- _What is needed_:
Word for word and without images, transcribe all of the records.

- _Available data_:
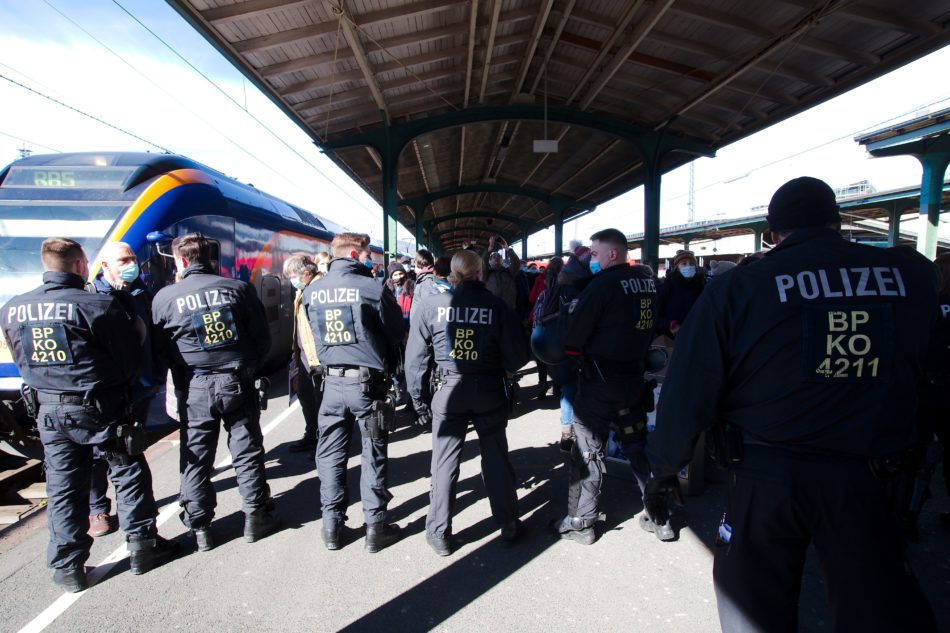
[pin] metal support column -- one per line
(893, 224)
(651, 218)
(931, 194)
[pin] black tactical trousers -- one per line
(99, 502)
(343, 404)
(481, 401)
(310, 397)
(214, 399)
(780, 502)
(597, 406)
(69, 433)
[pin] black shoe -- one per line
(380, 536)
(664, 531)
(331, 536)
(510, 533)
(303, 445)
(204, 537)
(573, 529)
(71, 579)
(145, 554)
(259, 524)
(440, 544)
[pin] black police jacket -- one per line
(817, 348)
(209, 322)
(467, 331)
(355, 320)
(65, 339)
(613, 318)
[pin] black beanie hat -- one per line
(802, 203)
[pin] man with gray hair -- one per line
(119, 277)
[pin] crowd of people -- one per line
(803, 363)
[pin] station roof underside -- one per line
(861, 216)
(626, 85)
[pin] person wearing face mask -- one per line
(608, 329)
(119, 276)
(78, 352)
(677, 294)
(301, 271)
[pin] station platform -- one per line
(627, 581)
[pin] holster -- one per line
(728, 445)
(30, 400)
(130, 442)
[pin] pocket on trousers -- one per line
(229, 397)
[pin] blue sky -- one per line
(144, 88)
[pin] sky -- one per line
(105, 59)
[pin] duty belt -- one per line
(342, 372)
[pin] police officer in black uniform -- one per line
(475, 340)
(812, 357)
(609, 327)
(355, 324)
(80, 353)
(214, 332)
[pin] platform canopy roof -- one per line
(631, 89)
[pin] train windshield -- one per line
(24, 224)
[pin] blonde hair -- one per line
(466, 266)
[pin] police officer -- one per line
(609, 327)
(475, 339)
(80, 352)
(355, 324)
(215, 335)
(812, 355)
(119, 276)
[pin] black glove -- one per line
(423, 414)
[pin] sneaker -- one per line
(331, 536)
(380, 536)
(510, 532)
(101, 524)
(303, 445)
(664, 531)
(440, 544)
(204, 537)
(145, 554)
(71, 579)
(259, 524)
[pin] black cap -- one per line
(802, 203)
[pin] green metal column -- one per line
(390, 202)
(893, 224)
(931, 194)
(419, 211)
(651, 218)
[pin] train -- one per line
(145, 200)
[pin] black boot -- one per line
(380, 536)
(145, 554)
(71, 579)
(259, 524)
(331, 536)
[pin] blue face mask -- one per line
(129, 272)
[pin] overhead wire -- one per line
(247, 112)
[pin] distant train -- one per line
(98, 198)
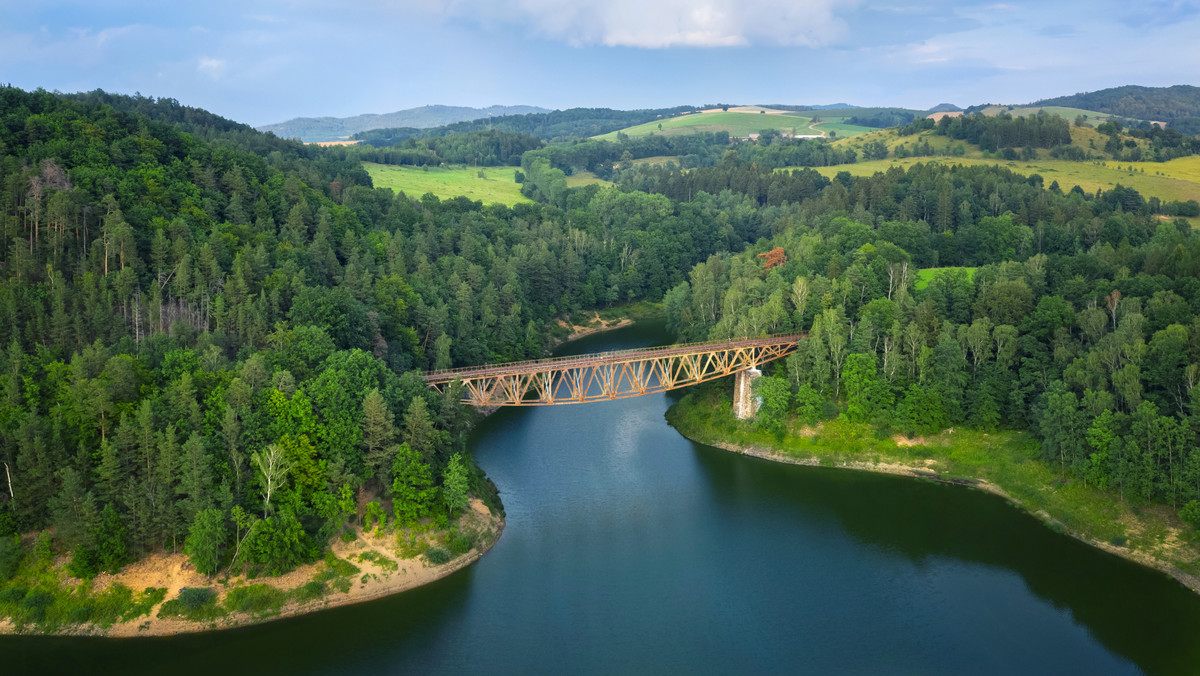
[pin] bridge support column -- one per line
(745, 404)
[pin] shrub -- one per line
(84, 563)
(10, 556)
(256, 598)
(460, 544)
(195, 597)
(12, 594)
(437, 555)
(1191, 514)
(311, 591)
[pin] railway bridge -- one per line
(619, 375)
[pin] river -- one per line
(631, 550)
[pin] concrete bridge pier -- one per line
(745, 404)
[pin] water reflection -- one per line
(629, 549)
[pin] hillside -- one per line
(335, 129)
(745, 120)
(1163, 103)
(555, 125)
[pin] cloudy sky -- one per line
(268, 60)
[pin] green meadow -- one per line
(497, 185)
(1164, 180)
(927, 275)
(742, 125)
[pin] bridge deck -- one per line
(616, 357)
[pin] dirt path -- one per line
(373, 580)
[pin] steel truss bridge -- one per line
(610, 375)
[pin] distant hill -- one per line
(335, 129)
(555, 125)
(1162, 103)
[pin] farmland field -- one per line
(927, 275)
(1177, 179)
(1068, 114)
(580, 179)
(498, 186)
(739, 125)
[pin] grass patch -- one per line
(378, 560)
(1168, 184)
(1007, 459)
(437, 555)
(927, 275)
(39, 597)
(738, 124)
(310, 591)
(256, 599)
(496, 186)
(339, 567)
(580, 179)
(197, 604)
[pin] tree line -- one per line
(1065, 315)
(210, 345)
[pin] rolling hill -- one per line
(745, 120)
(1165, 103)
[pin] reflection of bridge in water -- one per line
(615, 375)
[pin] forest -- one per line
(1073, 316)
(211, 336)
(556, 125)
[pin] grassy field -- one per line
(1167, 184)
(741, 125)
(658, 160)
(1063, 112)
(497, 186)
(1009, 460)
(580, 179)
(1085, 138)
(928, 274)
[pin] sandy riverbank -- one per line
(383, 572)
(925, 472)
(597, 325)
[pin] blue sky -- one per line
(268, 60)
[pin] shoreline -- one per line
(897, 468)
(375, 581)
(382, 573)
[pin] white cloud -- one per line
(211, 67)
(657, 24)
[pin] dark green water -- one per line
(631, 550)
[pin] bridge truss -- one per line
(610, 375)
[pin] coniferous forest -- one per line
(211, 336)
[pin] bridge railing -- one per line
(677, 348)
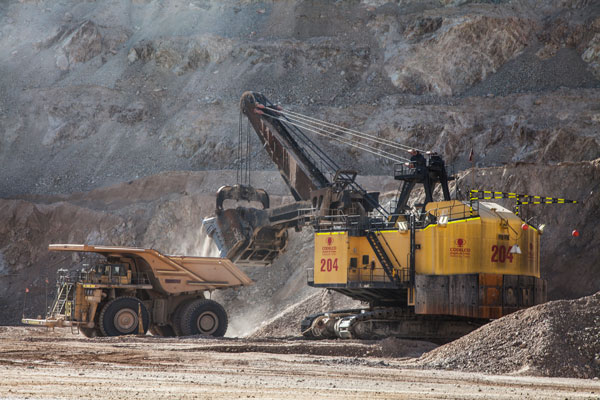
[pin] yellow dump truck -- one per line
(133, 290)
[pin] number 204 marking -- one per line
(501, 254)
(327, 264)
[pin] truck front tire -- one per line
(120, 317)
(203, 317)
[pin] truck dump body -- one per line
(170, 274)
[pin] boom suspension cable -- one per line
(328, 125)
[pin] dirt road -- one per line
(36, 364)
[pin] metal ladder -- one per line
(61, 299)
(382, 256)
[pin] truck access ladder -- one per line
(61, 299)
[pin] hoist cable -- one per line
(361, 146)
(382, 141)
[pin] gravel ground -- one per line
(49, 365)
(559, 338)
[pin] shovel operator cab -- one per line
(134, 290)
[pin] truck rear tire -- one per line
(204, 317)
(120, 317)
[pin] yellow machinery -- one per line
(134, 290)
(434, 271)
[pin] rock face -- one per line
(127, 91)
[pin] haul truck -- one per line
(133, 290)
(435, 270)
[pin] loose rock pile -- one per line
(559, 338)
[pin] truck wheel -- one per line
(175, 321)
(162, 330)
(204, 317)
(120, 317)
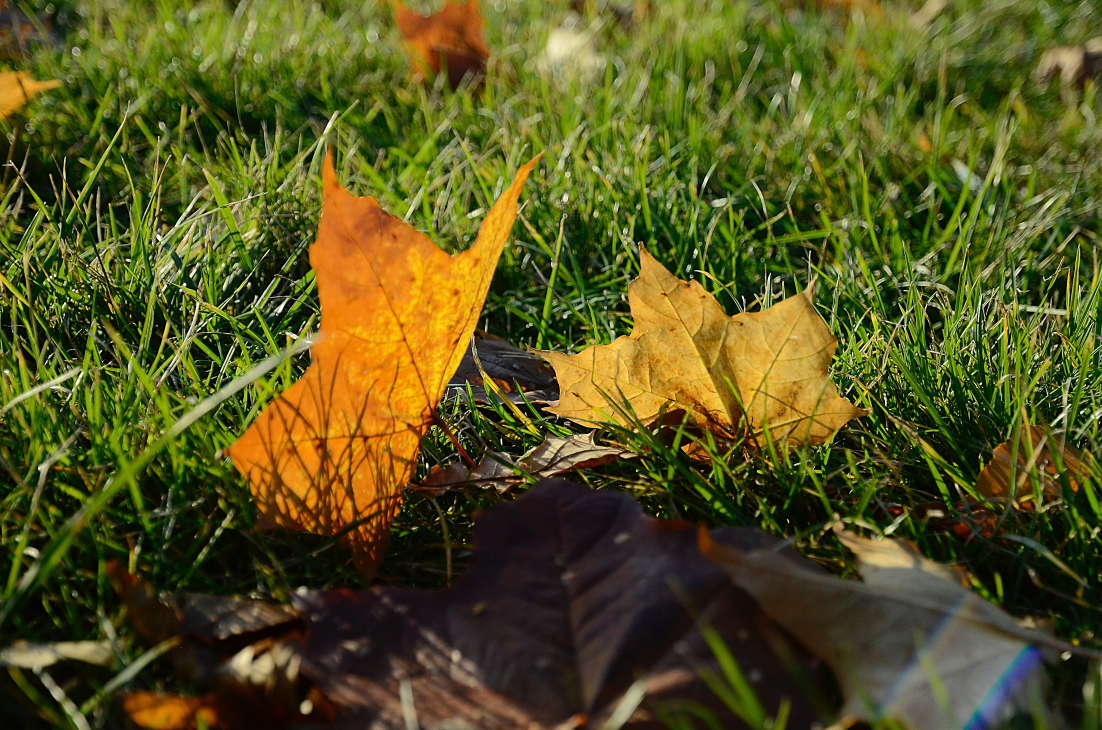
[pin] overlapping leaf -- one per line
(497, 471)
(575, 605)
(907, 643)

- _Solution to this problem_:
[pin] metal support column -- one per line
(893, 224)
(651, 218)
(931, 194)
[pin] black tactical trousers -- one per line
(99, 502)
(343, 404)
(481, 401)
(310, 397)
(214, 399)
(780, 502)
(597, 406)
(69, 433)
[pin] black shoe -- one per line
(380, 536)
(664, 531)
(331, 536)
(510, 533)
(303, 445)
(204, 537)
(573, 529)
(71, 579)
(145, 554)
(259, 524)
(440, 544)
[pin] black police jacket -- one per line
(817, 348)
(209, 322)
(467, 331)
(355, 320)
(65, 339)
(613, 318)
[pin] black beanie hat -- one per line
(802, 203)
[pin] man with gray hair -- one per line
(119, 277)
[pin] crowd of people -- one per line
(803, 363)
[pin] station roof underside -- one per line
(861, 216)
(626, 85)
[pin] person wearing face mask -- one per line
(608, 329)
(119, 276)
(78, 352)
(677, 294)
(301, 271)
[pin] station platform -- one per line
(627, 581)
[pin] holster -- one per line
(728, 445)
(30, 400)
(130, 442)
[pin] pocket on trousers -- one per line
(229, 397)
[pin] blue sky -- one per line
(144, 88)
[pin] sky -- one per line
(105, 59)
[pin] duty belt -- one per line
(342, 372)
[pin] police officer in black uniform -- one per line
(475, 340)
(812, 357)
(609, 327)
(355, 324)
(80, 353)
(214, 332)
[pin] platform canopy roof -- one per line
(631, 89)
[pin] train windshield -- one per line
(24, 224)
[pin] blonde hair -- one per line
(466, 266)
[pin] police officer -- one per line
(609, 327)
(475, 339)
(80, 352)
(355, 324)
(215, 335)
(812, 355)
(119, 276)
[pin] black glove -- one per line
(423, 414)
[pin] sneaker -- one per line
(331, 536)
(380, 536)
(510, 532)
(101, 524)
(303, 445)
(664, 531)
(440, 544)
(204, 537)
(145, 554)
(71, 579)
(259, 524)
[pin] black cap -- one per line
(802, 203)
[pin] green metal column -- one per line
(390, 202)
(893, 224)
(931, 194)
(419, 211)
(651, 218)
[pin] train -- one per line
(145, 200)
[pin] black boot -- one per line
(380, 536)
(145, 554)
(71, 579)
(259, 524)
(331, 536)
[pin] blue face mask -- one per line
(129, 272)
[pin] overhead wire -- one per line
(247, 112)
[pin] distant train -- one per line
(98, 198)
[pin] bridge support column -- one per line
(745, 404)
[pin] shrub -- one per line
(84, 563)
(10, 556)
(256, 598)
(460, 544)
(195, 597)
(12, 594)
(437, 555)
(1191, 514)
(311, 591)
[pin] railway bridge -- one per line
(619, 375)
[pin] river -- one per line
(631, 550)
[pin] concrete bridge pier -- one per line
(745, 404)
[pin] water reflection -- one per line
(629, 549)
[pin] hillside -- one per line
(335, 129)
(745, 120)
(1163, 103)
(555, 125)
[pin] cloudy sky -- one per line
(268, 60)
[pin] green meadow -- one per line
(497, 185)
(1164, 180)
(927, 275)
(742, 125)
[pin] bridge deck -- one per line
(616, 357)
[pin] dirt path -- one per line
(373, 580)
[pin] steel truss bridge -- one per line
(610, 375)
[pin] distant hill -- one per line
(335, 129)
(555, 125)
(1162, 103)
[pin] farmland field -- one per line
(927, 275)
(1177, 179)
(1068, 114)
(580, 179)
(498, 186)
(739, 125)
[pin] grass patch -- one per line
(378, 560)
(1168, 184)
(1007, 459)
(437, 555)
(927, 275)
(39, 597)
(738, 124)
(310, 591)
(256, 599)
(496, 186)
(339, 567)
(580, 179)
(197, 604)
[pin] tree line -- one per line
(1065, 315)
(210, 345)
[pin] rolling hill -- one per line
(745, 120)
(1165, 103)
[pin] reflection of bridge in water -- one per line
(615, 375)
[pin] forest -- one per line
(1073, 316)
(211, 336)
(556, 125)
[pin] grassy field -- one per line
(1167, 184)
(741, 125)
(658, 160)
(1063, 112)
(497, 186)
(1009, 460)
(580, 179)
(1085, 138)
(928, 274)
[pin] sandy riverbank -- one per line
(383, 572)
(925, 472)
(597, 325)
[pin] blue sky -- one per line
(268, 60)
[pin] shoreline -- one per line
(897, 468)
(375, 581)
(382, 573)
[pin] white cloud -- one per line
(211, 67)
(657, 24)
[pin] dark green water -- one per line
(631, 550)
[pin] bridge truss -- one per line
(610, 375)
[pin] coniferous forest -- one per line
(211, 336)
[pin] bridge railing -- one per line
(677, 348)
[pin] yellow dump truck -- one per line
(133, 290)
[pin] number 204 marking -- one per line
(501, 254)
(327, 264)
[pin] truck front tire -- one per line
(120, 317)
(203, 317)
[pin] truck dump body -- one per line
(170, 274)
[pin] boom suspension cable -- one per line
(328, 125)
[pin] dirt road -- one per line
(36, 364)
[pin] metal ladder -- one per line
(61, 299)
(382, 256)
[pin] truck access ladder -- one per line
(61, 299)
[pin] hoist cable -- one per line
(361, 146)
(382, 141)
[pin] gravel ground -- one per line
(49, 365)
(559, 338)
[pin] shovel operator cab -- one per line
(134, 290)
[pin] truck rear tire -- one per line
(204, 317)
(120, 317)
[pin] yellow machinery -- one per line
(134, 290)
(434, 271)
[pin] rock face -- one per line
(127, 91)
[pin] haul truck -- one per line
(133, 290)
(435, 270)
[pin] loose rock pile -- one per line
(559, 338)
[pin] truck wheel -- one per line
(175, 321)
(162, 330)
(204, 317)
(120, 317)
[pin] overlapping leaf -- one per line
(497, 471)
(575, 605)
(907, 643)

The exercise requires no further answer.